■ **Estratto**
━━━
Quando si verifica una recessione le retribuzioni ne risentono, ma non tutte allo stesso modo: le più esposte ai ribassi sono quelle dei soggetti giovani, sotto i 35 anni, specie se maschi e impiegati presso una società di piccole dimensioni.
E’ quanto emerge dall’analisi compiuta dagli economisti Nicholas Bloom, Jack Blundell, Luigi Pistaferri (tutti dell’università di Stanford) e da Brian Bell (King’s Business School, Londra). I quattro studiosi hanno pubblicato sul portale accademico VoxEu un’anticipazione tratta da un loro studio in lavorazione nel quale vengono calcolate le riduzioni degli stipendi osservate in seguito ad una determinata caduta del Pil. I risultati possono aiutarci ad anticipare quanto accadrà alle retribuzioni in seguito alla recessione che sicuramente la crisi-coronavirus porterà con sé.
L’impatto sugli stipendi
L’analisi si basa sulle retribuzioni di oltre 400mila lavoratori britannici in un periodo compreso fra il 1975 e il 2016; secondo gli autori questo campione può offrire spunti validi non solo per il Regno Unito, ma anche per gli altri paesi.
Gli studiosi prevedono per l’anno in corso un crollo del pil nominale pari al 10%: questo impatto si tradurrebbe in crollo reale (al netto dell’inflazione) delle retribuzioni orarie del 3,5% circa.
“Sarebbe uno choc significativo per i redditi delle famiglie, tuttavia, questo calo è distribuito in modo disomogeneo fra le differenti categorie di lavoratori”, scrivono i quattro economisti.
“Nel grafico 1 (in basso) tracciamo le variazioni stimate delle entrate settimanali per fasce di età e dimensioni dell’azienda. C’è un chiaro profilo di età nelle reazioni agli utili alle variazioni del Pil. I guadagni dei lavoratori con meno di 35 anni sono i più sensibili”, scrivono gli autori.
“Per questi giovani lavoratori, in media un calo del 10% del Pil nominale corrisponde a un calo del 3,8% dei guadagni settimanali reali”, mentre “per quelli di età compresa tra 45 e 55 anni, la caduta è del 3%”.
“Ancora più preoccupante per i lavoratori più giovani”, aggiungono gli economisti, “è la notevole letteratura scientifica che dimostra come l’ingresso nel mercato del lavoro in una recessione abbia conseguenze per tutta la vita” in termini di retribuzione.
━━━
■ **Sezione dati**
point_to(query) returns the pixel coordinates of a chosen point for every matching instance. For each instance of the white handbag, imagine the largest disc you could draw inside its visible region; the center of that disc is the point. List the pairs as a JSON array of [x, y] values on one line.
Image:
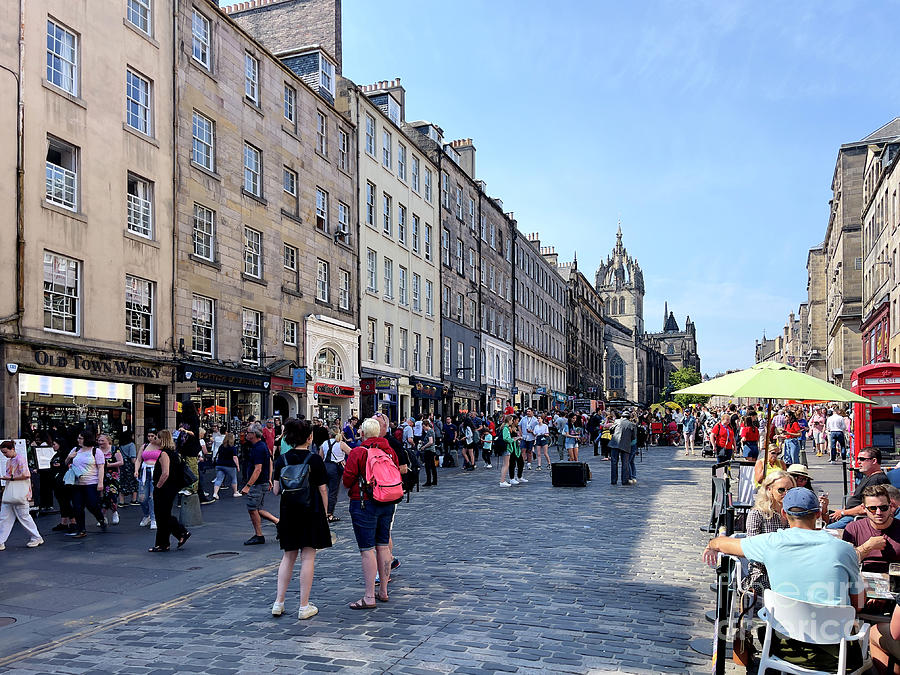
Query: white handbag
[[16, 492]]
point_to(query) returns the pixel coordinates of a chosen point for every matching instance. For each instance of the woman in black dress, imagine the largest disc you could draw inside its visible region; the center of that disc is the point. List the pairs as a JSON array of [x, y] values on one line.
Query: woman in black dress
[[167, 473], [302, 528]]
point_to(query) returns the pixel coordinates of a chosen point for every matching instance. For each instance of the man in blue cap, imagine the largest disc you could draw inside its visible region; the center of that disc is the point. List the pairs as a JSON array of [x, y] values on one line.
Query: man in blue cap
[[802, 562]]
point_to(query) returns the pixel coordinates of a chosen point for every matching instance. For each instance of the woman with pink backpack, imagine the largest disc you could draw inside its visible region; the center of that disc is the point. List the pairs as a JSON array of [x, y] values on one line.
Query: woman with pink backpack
[[373, 482]]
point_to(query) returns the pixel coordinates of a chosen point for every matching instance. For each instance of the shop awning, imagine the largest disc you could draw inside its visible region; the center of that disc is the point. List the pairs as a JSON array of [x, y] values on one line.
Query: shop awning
[[71, 386]]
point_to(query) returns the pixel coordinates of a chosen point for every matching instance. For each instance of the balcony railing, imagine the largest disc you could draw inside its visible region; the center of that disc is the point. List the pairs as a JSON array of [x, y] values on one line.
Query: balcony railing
[[62, 186]]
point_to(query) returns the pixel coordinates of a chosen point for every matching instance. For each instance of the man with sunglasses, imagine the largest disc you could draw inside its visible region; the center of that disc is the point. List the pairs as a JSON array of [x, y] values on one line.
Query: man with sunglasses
[[870, 466], [877, 536]]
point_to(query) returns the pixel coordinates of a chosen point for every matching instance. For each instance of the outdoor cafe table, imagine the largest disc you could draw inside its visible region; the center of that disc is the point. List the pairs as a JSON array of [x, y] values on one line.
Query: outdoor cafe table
[[878, 589]]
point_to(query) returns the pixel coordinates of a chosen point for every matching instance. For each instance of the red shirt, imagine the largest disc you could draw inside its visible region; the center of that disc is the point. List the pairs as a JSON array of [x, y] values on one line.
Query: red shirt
[[792, 430], [723, 436], [269, 437], [356, 463]]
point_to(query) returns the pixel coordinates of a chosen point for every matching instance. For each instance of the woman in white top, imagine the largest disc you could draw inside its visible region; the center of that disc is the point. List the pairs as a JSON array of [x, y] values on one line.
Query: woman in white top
[[88, 465], [144, 464], [334, 451], [542, 441]]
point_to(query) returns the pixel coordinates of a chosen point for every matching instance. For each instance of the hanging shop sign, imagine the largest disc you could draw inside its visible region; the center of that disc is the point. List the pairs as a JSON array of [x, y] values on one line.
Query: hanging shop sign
[[366, 386], [95, 365], [426, 390], [334, 390], [224, 378], [386, 383]]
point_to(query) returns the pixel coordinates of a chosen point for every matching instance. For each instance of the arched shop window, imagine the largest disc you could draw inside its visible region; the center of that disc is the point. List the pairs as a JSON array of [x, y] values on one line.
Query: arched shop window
[[616, 373], [328, 365]]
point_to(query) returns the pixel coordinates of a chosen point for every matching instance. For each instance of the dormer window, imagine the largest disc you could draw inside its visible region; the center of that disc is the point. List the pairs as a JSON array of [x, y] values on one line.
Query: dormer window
[[393, 110], [326, 74]]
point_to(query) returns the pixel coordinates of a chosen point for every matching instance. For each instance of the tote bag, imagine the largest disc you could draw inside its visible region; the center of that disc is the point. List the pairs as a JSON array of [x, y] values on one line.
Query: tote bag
[[16, 492]]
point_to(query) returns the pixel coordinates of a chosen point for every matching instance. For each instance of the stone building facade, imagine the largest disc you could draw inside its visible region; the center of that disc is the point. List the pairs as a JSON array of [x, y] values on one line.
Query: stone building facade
[[540, 321], [284, 26], [844, 256], [267, 227], [457, 244], [638, 363], [400, 282], [494, 241], [585, 344], [678, 346], [86, 331], [879, 247], [816, 324]]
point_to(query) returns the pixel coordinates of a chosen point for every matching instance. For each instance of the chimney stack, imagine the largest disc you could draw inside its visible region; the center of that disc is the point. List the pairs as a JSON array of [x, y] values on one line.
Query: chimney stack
[[466, 155], [550, 255]]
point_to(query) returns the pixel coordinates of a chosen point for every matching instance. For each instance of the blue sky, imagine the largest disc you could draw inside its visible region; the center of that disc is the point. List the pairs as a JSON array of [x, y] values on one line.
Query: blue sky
[[710, 128]]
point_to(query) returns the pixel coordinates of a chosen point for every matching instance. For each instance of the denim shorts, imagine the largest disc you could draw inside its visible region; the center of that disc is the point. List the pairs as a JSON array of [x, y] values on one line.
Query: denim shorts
[[371, 523], [226, 472], [256, 496]]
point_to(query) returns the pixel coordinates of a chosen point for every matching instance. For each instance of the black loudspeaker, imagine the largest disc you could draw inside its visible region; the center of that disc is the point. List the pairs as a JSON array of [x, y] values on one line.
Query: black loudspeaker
[[569, 474]]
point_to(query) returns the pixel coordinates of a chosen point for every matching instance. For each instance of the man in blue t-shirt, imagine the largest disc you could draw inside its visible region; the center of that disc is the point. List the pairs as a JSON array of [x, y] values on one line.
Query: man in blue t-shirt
[[259, 482], [449, 436], [802, 562]]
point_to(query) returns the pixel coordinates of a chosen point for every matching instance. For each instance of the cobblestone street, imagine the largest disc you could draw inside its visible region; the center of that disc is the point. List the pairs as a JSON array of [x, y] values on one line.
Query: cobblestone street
[[527, 579]]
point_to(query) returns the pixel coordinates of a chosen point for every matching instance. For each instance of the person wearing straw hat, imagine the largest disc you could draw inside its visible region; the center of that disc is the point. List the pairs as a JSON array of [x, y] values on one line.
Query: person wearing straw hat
[[801, 476]]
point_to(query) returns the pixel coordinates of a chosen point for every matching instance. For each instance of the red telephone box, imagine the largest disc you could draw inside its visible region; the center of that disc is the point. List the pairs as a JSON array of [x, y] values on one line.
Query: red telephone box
[[877, 425]]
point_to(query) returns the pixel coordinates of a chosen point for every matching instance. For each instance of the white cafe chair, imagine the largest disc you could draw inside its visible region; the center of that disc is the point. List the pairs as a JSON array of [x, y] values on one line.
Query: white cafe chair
[[814, 624]]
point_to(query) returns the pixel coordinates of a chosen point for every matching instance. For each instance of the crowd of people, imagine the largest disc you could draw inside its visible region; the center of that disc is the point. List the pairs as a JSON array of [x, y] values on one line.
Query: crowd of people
[[788, 544]]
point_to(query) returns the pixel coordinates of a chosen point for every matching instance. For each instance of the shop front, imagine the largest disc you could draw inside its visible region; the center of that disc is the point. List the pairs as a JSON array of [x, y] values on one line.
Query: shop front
[[332, 352], [876, 335], [561, 400], [462, 400], [496, 399], [57, 389], [289, 394], [426, 396], [226, 397], [379, 393], [331, 402]]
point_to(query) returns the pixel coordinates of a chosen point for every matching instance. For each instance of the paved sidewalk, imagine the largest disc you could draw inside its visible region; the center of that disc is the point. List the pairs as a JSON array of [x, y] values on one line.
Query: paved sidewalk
[[525, 579]]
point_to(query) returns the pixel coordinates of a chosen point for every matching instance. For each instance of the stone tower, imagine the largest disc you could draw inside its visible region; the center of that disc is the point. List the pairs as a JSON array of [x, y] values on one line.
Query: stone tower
[[620, 284]]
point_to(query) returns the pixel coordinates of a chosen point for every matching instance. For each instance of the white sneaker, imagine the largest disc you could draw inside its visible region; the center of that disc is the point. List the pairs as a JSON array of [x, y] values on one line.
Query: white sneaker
[[307, 612]]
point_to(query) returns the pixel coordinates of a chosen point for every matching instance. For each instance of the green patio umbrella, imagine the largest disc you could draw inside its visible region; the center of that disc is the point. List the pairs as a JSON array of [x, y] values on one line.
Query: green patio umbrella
[[773, 381]]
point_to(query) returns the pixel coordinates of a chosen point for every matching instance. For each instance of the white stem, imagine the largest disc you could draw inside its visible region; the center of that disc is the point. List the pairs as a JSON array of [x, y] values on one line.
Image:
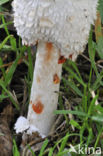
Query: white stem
[[45, 88]]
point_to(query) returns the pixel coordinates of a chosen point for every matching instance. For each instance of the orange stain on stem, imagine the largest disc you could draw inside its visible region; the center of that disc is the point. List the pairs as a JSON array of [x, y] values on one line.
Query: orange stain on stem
[[56, 79], [38, 79], [38, 107], [70, 56], [49, 48], [61, 60]]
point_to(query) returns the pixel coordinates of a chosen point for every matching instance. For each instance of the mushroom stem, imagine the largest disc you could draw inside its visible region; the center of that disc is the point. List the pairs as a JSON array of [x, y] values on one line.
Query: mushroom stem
[[45, 88]]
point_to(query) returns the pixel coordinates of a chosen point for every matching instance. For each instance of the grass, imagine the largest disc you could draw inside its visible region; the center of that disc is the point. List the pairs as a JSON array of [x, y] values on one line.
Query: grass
[[81, 93]]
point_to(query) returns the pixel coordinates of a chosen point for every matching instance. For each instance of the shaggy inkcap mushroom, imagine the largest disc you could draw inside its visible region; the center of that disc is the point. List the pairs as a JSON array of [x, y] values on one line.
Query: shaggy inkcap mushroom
[[61, 29]]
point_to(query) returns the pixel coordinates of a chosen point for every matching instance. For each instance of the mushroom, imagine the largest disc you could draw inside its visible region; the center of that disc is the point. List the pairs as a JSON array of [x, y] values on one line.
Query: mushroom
[[60, 28]]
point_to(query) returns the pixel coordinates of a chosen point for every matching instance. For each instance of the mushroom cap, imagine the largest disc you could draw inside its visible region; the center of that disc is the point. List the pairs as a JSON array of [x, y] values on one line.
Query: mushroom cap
[[65, 23]]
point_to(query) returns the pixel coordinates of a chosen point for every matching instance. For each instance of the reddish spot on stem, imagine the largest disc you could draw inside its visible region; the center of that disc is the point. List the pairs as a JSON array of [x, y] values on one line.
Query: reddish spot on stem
[[49, 48], [30, 102], [61, 60], [56, 79], [38, 79], [70, 56], [38, 107]]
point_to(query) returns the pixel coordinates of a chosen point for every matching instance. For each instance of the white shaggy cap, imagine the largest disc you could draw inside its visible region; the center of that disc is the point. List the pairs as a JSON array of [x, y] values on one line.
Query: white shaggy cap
━━━
■ **Esercizi da svolgere**
1. Riscrivi in forma più breve il paragrafo dell'articolo sulle retribuzioni che comincia con «E’ quanto emerge», conservandone i fatti principali.
2. Prosegui l'articolo sulle retribuzioni a partire dall'ultima frase riportata.

■ **Soluzioni**
1. Lo rilevano gli economisti Nicholas Bloom, Jack Blundell e Luigi Pistaferri (Stanford) e Brian Bell (King’s Business School, Londra). Su VoxEu hanno anticipato uno studio in corso che calcola di quanto calano gli stipendi dopo una certa caduta del Pil. I risultati aiutano a prevedere l'effetto sulle retribuzioni della recessione legata alla crisi del coronavirus.

2.
Il “colpo” per chi lavora in una piccola azienda
Le notizie peggiori sono in arrivo per i giovani lavoratori impiegati presso società di piccole dimensioni: per questa categoria l’impatto sullo stipendio di un calo del Pil nominale del 10% arriva al 6,7%. Un dato che si confronta, sul versante opposto, con il -1,4% cui dovrebbe rinunciare un lavoratore più anziano impiegato in una grossa azienda.
Pertanto, la crisi è destinata ad allargare le disparità, già presenti, che dividono le retribuzioni dei lavoratori delle piccole società da quelle dei loro omologhi impiegati in grandi aziende.
Le differenze fra uomini e donne
In passato le recessioni hanno colpito soprattutto i settori ad elevata presenza maschile, con il risultato di colpire più duramente i redditi degli uomini piuttosto che quelli delle donne.
In particolare, un calo del 10% del Pil nominale ha ridotto la retribuzione maschile del 4,6% contro il -2,1% subito da quella femminile. Nel caso della crisi-coronavirus, tuttavia, potrebbe esserci un equilibrio diverso: gli autori hanno sottolineato, infatti, che fra i settori più colpiti dalla Covid-19 ve ne sono molti ad alta concentrazione di lavoro femminile, come il turismo.
In passato, invece, a subire le conseguenze peggiori erano settori ad alta presenza di lavoratori, come quello finanziario o manifatturiero.